**Selected text**

============================================================

I myself have had several admissions to various different “loony bins” and I can state with the utmost conviction that none of them bore any similarities to a bin, neither appearance wise or in terms of function. Firstly, on the whole they were all very clean (one had the bathrooms cleaned after practically every use so sometimes I was unable to shower BECAUSE they were being made extra clean), but more importantly none of the patients were anything like waste needing to be dumped.

The problem with the phrase isn’t even just damaging to the self worth of current or ex-patients. Potential inpatients may be scared of, and thus refuse admissions for treatment that they desperately need, because this whole “loony bin” perception has made people fear they will go in and never come out, that they are a lost cause who needs to be locked away from society for good. Admissions to a psychiatric hospital however, are not final destination. Instead they are more of a holiday. Ok, I will admit they are not exactly like a holiday, I know I would prefer a beach in the Caribbean over a stark white bathroom with a staff member watching me pee, but what I mean by this comparison is that they are a place that people come back from (albeit without the much revered tan or photo album). Going into hospital doesn’t have to be a terrifying endgame, define people or morph them into the branded mental patient to be impersonated at Halloween parties.

There is of course also the issue of this “bin” (a name of a place usually reserved for objects not people), being used as a place for “loons”. “Loons” sound like magical creatures, inhuman half breeds who are fundamentally different to “normal people”. The whole idea just emphasises the false distinction between “mental people” and “sane” ones when really they are both exactly the same. People in mental hospitals are not a different species, they are human just like you (unless dear reader, you are in fact a penguin in which case may I congratulate you on finding my blog without opposable thumbs).

============================================================

**Exercise**
Rewrite the passage on "loony bin" stigma starting with "I myself have" and going on through "to be dumped.", changing "patients" to "residents". You can ignore the records.

**Entries supplied**
============================================================

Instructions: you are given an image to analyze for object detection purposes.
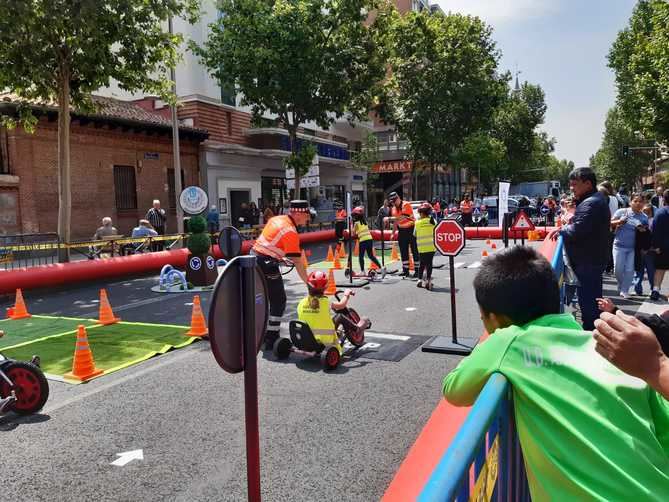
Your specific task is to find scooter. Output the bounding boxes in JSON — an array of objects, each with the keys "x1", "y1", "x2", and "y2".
[
  {"x1": 0, "y1": 331, "x2": 49, "y2": 415},
  {"x1": 273, "y1": 291, "x2": 372, "y2": 370}
]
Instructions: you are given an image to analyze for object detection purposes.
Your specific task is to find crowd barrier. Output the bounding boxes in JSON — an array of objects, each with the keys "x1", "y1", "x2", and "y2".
[{"x1": 383, "y1": 238, "x2": 564, "y2": 502}]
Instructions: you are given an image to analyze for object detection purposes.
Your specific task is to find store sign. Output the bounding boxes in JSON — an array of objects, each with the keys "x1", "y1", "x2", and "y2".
[
  {"x1": 179, "y1": 186, "x2": 209, "y2": 214},
  {"x1": 372, "y1": 160, "x2": 413, "y2": 173}
]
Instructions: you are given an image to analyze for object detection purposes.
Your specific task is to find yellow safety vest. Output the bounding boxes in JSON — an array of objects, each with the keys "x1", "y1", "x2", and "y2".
[
  {"x1": 353, "y1": 221, "x2": 372, "y2": 242},
  {"x1": 297, "y1": 296, "x2": 337, "y2": 344},
  {"x1": 414, "y1": 218, "x2": 437, "y2": 253}
]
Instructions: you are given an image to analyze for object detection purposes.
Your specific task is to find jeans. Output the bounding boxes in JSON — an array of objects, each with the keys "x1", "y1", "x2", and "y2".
[
  {"x1": 613, "y1": 245, "x2": 634, "y2": 294},
  {"x1": 634, "y1": 253, "x2": 655, "y2": 295},
  {"x1": 572, "y1": 265, "x2": 606, "y2": 331}
]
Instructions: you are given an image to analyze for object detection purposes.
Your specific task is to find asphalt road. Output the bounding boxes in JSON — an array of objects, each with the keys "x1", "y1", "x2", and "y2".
[{"x1": 0, "y1": 241, "x2": 656, "y2": 501}]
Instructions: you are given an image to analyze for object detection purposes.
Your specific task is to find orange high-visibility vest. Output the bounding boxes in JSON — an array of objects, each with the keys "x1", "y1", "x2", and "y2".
[
  {"x1": 390, "y1": 201, "x2": 414, "y2": 228},
  {"x1": 253, "y1": 214, "x2": 302, "y2": 260}
]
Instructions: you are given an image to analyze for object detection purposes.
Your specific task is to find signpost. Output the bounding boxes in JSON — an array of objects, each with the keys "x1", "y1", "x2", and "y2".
[
  {"x1": 209, "y1": 231, "x2": 269, "y2": 502},
  {"x1": 511, "y1": 209, "x2": 534, "y2": 246},
  {"x1": 422, "y1": 220, "x2": 476, "y2": 355}
]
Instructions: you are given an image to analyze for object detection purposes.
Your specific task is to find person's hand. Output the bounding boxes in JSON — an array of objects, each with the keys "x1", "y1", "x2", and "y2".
[
  {"x1": 546, "y1": 228, "x2": 560, "y2": 241},
  {"x1": 597, "y1": 298, "x2": 616, "y2": 314},
  {"x1": 593, "y1": 310, "x2": 664, "y2": 383}
]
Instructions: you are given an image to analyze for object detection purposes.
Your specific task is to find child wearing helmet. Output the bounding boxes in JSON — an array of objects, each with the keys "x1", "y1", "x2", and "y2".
[
  {"x1": 414, "y1": 202, "x2": 437, "y2": 291},
  {"x1": 351, "y1": 206, "x2": 385, "y2": 274},
  {"x1": 297, "y1": 270, "x2": 352, "y2": 354}
]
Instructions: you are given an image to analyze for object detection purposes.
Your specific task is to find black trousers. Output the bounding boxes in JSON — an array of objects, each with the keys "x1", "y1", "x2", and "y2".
[
  {"x1": 397, "y1": 227, "x2": 418, "y2": 274},
  {"x1": 257, "y1": 255, "x2": 286, "y2": 348},
  {"x1": 358, "y1": 239, "x2": 381, "y2": 272},
  {"x1": 418, "y1": 251, "x2": 434, "y2": 281}
]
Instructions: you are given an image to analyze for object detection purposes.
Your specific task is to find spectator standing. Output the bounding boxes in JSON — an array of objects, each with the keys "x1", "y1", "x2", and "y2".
[
  {"x1": 650, "y1": 190, "x2": 669, "y2": 301},
  {"x1": 460, "y1": 193, "x2": 474, "y2": 227},
  {"x1": 548, "y1": 167, "x2": 612, "y2": 331},
  {"x1": 93, "y1": 216, "x2": 118, "y2": 241},
  {"x1": 611, "y1": 193, "x2": 648, "y2": 298},
  {"x1": 207, "y1": 204, "x2": 219, "y2": 234},
  {"x1": 145, "y1": 199, "x2": 167, "y2": 251}
]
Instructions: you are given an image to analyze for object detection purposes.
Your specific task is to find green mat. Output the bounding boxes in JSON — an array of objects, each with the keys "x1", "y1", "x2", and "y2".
[
  {"x1": 3, "y1": 322, "x2": 197, "y2": 383},
  {"x1": 0, "y1": 315, "x2": 95, "y2": 349}
]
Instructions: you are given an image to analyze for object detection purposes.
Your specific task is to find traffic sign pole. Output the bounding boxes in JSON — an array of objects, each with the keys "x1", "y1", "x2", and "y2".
[
  {"x1": 238, "y1": 255, "x2": 260, "y2": 502},
  {"x1": 421, "y1": 220, "x2": 476, "y2": 356}
]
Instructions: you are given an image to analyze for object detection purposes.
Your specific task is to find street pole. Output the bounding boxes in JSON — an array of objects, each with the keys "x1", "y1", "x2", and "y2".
[{"x1": 167, "y1": 16, "x2": 184, "y2": 234}]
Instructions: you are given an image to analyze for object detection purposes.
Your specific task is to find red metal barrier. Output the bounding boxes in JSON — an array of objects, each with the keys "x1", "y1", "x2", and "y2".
[{"x1": 0, "y1": 230, "x2": 335, "y2": 294}]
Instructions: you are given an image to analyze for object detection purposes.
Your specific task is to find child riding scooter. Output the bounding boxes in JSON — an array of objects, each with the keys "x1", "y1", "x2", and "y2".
[{"x1": 274, "y1": 270, "x2": 371, "y2": 369}]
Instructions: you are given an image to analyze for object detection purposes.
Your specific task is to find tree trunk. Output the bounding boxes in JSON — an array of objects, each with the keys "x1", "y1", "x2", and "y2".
[
  {"x1": 58, "y1": 66, "x2": 72, "y2": 262},
  {"x1": 288, "y1": 126, "x2": 301, "y2": 199}
]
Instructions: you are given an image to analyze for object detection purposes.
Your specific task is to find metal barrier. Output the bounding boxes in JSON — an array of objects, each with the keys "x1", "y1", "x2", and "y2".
[
  {"x1": 419, "y1": 237, "x2": 564, "y2": 502},
  {"x1": 0, "y1": 233, "x2": 61, "y2": 270}
]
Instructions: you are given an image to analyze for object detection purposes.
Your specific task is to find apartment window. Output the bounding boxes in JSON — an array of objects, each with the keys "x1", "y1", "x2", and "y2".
[
  {"x1": 167, "y1": 167, "x2": 186, "y2": 209},
  {"x1": 114, "y1": 166, "x2": 137, "y2": 211}
]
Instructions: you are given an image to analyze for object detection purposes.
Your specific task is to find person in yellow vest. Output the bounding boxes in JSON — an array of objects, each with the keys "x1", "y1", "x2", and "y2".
[
  {"x1": 297, "y1": 270, "x2": 351, "y2": 355},
  {"x1": 414, "y1": 202, "x2": 437, "y2": 291},
  {"x1": 351, "y1": 206, "x2": 386, "y2": 275}
]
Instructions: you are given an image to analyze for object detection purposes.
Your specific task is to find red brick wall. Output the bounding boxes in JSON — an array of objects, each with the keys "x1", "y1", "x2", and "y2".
[
  {"x1": 179, "y1": 101, "x2": 251, "y2": 145},
  {"x1": 1, "y1": 120, "x2": 199, "y2": 238}
]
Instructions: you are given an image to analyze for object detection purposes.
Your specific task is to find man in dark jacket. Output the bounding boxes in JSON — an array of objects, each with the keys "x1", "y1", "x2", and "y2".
[{"x1": 548, "y1": 167, "x2": 611, "y2": 330}]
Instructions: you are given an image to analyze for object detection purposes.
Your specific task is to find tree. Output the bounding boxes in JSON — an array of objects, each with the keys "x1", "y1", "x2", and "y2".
[
  {"x1": 378, "y1": 11, "x2": 506, "y2": 198},
  {"x1": 0, "y1": 0, "x2": 197, "y2": 259},
  {"x1": 194, "y1": 0, "x2": 388, "y2": 195},
  {"x1": 590, "y1": 107, "x2": 650, "y2": 187},
  {"x1": 608, "y1": 0, "x2": 669, "y2": 140}
]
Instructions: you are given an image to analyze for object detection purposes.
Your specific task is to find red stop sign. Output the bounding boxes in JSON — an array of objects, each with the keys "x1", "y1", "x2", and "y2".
[{"x1": 434, "y1": 220, "x2": 465, "y2": 256}]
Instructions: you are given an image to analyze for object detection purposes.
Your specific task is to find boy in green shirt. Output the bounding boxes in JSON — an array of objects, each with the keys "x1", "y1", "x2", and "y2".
[{"x1": 443, "y1": 246, "x2": 669, "y2": 502}]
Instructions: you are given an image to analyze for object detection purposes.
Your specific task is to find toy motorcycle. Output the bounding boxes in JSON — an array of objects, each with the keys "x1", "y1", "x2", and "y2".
[
  {"x1": 0, "y1": 331, "x2": 49, "y2": 415},
  {"x1": 273, "y1": 291, "x2": 372, "y2": 370}
]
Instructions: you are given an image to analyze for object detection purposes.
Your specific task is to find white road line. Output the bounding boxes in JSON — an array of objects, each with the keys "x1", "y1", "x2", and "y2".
[{"x1": 365, "y1": 331, "x2": 411, "y2": 342}]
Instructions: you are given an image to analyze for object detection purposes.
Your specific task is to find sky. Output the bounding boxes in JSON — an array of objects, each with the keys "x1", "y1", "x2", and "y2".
[{"x1": 436, "y1": 0, "x2": 636, "y2": 166}]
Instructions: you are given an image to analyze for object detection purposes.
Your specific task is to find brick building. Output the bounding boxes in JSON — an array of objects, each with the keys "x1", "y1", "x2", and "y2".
[{"x1": 0, "y1": 94, "x2": 207, "y2": 239}]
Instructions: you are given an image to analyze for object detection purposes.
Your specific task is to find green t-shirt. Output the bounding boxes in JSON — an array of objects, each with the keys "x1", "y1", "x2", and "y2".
[{"x1": 443, "y1": 314, "x2": 669, "y2": 502}]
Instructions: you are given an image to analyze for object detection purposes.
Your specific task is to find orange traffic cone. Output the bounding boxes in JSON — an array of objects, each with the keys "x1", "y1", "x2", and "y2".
[
  {"x1": 7, "y1": 288, "x2": 30, "y2": 319},
  {"x1": 390, "y1": 242, "x2": 400, "y2": 261},
  {"x1": 186, "y1": 295, "x2": 209, "y2": 336},
  {"x1": 325, "y1": 269, "x2": 337, "y2": 296},
  {"x1": 63, "y1": 324, "x2": 104, "y2": 382},
  {"x1": 98, "y1": 289, "x2": 121, "y2": 326}
]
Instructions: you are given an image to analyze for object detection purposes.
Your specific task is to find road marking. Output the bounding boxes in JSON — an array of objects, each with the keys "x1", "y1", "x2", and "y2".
[
  {"x1": 365, "y1": 331, "x2": 411, "y2": 342},
  {"x1": 110, "y1": 450, "x2": 144, "y2": 467}
]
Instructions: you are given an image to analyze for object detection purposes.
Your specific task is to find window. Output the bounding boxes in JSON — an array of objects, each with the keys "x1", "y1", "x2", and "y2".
[
  {"x1": 167, "y1": 167, "x2": 186, "y2": 209},
  {"x1": 114, "y1": 166, "x2": 137, "y2": 211}
]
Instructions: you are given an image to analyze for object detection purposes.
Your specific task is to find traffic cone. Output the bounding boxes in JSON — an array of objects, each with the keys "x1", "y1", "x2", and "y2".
[
  {"x1": 8, "y1": 288, "x2": 31, "y2": 319},
  {"x1": 325, "y1": 269, "x2": 337, "y2": 296},
  {"x1": 186, "y1": 295, "x2": 209, "y2": 336},
  {"x1": 63, "y1": 324, "x2": 104, "y2": 382},
  {"x1": 390, "y1": 242, "x2": 400, "y2": 261},
  {"x1": 98, "y1": 289, "x2": 121, "y2": 326}
]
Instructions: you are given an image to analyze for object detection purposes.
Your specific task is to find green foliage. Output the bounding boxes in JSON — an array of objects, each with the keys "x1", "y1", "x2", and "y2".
[
  {"x1": 590, "y1": 107, "x2": 651, "y2": 186},
  {"x1": 608, "y1": 0, "x2": 669, "y2": 140},
  {"x1": 193, "y1": 0, "x2": 390, "y2": 187},
  {"x1": 188, "y1": 216, "x2": 207, "y2": 234},
  {"x1": 378, "y1": 12, "x2": 506, "y2": 172}
]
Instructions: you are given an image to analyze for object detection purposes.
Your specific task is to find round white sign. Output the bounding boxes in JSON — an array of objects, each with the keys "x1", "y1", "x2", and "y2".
[{"x1": 179, "y1": 186, "x2": 209, "y2": 214}]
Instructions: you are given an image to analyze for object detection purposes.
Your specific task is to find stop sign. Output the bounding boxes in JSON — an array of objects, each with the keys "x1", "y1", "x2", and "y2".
[{"x1": 434, "y1": 220, "x2": 465, "y2": 256}]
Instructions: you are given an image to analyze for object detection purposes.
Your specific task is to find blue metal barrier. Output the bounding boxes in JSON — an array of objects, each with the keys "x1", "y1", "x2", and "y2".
[{"x1": 418, "y1": 237, "x2": 564, "y2": 502}]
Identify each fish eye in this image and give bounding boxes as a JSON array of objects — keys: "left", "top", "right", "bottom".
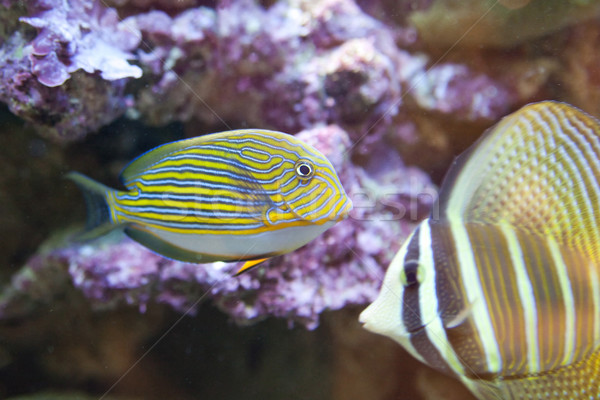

============================================================

**Task response**
I myself have had several admissions to various different “loony bins” and I can state with the utmost conviction that none of them bore any similarities to a bin, neither appearance wise or in terms of function. Firstly, on the whole they were all very clean (one had the bathrooms cleaned after practically every use so sometimes I was unable to shower BECAUSE they were being made extra clean), but more importantly none of the residents were anything like waste needing to be dumped.